» **Problem statement**:
Rewrite the items below, changing every "Rules" to "Instructions" and leaving everything else as it is. Omit the pictures from your version.
#####
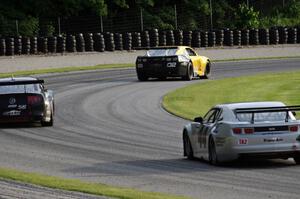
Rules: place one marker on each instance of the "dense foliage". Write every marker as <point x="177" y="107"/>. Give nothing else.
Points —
<point x="32" y="17"/>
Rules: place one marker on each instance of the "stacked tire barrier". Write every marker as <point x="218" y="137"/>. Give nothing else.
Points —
<point x="178" y="37"/>
<point x="187" y="38"/>
<point x="128" y="41"/>
<point x="2" y="47"/>
<point x="136" y="40"/>
<point x="61" y="44"/>
<point x="52" y="44"/>
<point x="18" y="45"/>
<point x="109" y="41"/>
<point x="264" y="36"/>
<point x="228" y="37"/>
<point x="170" y="38"/>
<point x="204" y="39"/>
<point x="196" y="40"/>
<point x="25" y="45"/>
<point x="154" y="38"/>
<point x="99" y="42"/>
<point x="245" y="37"/>
<point x="292" y="35"/>
<point x="89" y="42"/>
<point x="80" y="42"/>
<point x="212" y="39"/>
<point x="237" y="37"/>
<point x="145" y="39"/>
<point x="118" y="41"/>
<point x="71" y="43"/>
<point x="162" y="38"/>
<point x="274" y="36"/>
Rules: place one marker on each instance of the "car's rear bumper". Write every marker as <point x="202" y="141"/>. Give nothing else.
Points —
<point x="164" y="69"/>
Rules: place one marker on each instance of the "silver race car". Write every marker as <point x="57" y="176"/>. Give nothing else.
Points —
<point x="25" y="99"/>
<point x="244" y="130"/>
#####
» **Solution**:
Instructions: place one marker on each instance of the "dense foliage". Write every marker as <point x="177" y="107"/>. Give nothing else.
Points —
<point x="32" y="17"/>
Instructions: place one marker on each instance of the "stacked tire barrier". Write every marker as <point x="218" y="137"/>. Give nothing else.
Points —
<point x="178" y="37"/>
<point x="187" y="38"/>
<point x="128" y="41"/>
<point x="2" y="47"/>
<point x="136" y="40"/>
<point x="61" y="44"/>
<point x="52" y="44"/>
<point x="18" y="45"/>
<point x="109" y="41"/>
<point x="264" y="36"/>
<point x="228" y="37"/>
<point x="170" y="38"/>
<point x="204" y="39"/>
<point x="196" y="40"/>
<point x="25" y="45"/>
<point x="154" y="38"/>
<point x="99" y="42"/>
<point x="245" y="37"/>
<point x="292" y="35"/>
<point x="89" y="42"/>
<point x="80" y="42"/>
<point x="212" y="39"/>
<point x="237" y="37"/>
<point x="145" y="39"/>
<point x="118" y="41"/>
<point x="71" y="43"/>
<point x="162" y="38"/>
<point x="274" y="36"/>
Instructions: place one marker on each instance of the "car's rear bumper". Write every marker as <point x="202" y="141"/>. Give nothing else.
Points —
<point x="164" y="69"/>
Instructions: place one marker on each instance of the "silver race car". Write every marker as <point x="57" y="176"/>. Give nothing else.
Points —
<point x="25" y="99"/>
<point x="244" y="130"/>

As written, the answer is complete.